Stored data entries ▸

--- START ---

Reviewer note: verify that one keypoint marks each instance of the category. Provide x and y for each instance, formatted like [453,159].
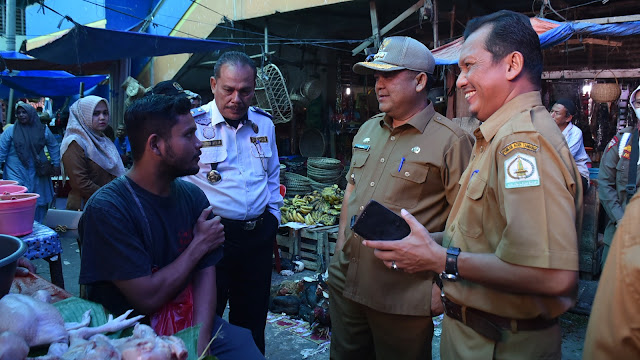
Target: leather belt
[246,225]
[491,325]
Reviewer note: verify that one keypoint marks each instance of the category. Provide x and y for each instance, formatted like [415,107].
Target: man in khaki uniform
[511,265]
[407,157]
[614,322]
[613,176]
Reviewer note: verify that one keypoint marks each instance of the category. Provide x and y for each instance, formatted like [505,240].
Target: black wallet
[377,222]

--- END ---

EXERCISE OBJECTIVE ▸
From the first line to the last, copy the records exactly and skip the pictures.

EXERCISE ANSWER ▸
Reviewer note: verify that one keypoint marks each instance of the category. Provide x and y for each instance, formatted like [453,159].
Target: leather belt
[246,225]
[491,325]
Reviewer note: verify that one keypoint marks each instance of the category. Provide x and y for each instance, formatted like [415,107].
Target: man in khaki uniform
[511,265]
[407,157]
[614,322]
[613,176]
Reviewer note: verify that one keypoint marks each instance of the category. Provide x and y for each instance, formatted like [505,240].
Target: black wallet
[377,222]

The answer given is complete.